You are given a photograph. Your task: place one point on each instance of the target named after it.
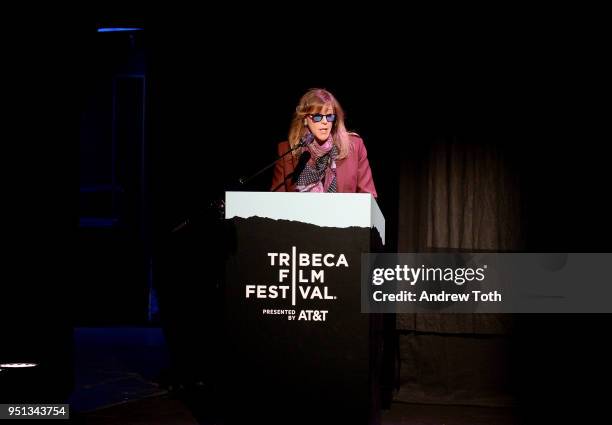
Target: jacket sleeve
(365, 182)
(278, 179)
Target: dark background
(217, 103)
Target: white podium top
(320, 209)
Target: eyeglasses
(319, 117)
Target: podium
(297, 348)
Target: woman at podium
(326, 157)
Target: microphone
(306, 140)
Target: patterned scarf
(319, 174)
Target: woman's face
(321, 129)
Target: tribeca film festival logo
(294, 282)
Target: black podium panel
(297, 349)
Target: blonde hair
(313, 102)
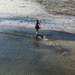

▶ [WORK TO COMPLETE]
From the line that contains "Target: woman's face" through the last line of the entries, transcribe every line exactly, leaving out the pictures.

▶ [ANSWER BOX]
Target: woman's face
(321, 129)
Target: tribeca film festival logo
(294, 282)
Target: black podium panel
(297, 349)
Target: blonde hair
(313, 102)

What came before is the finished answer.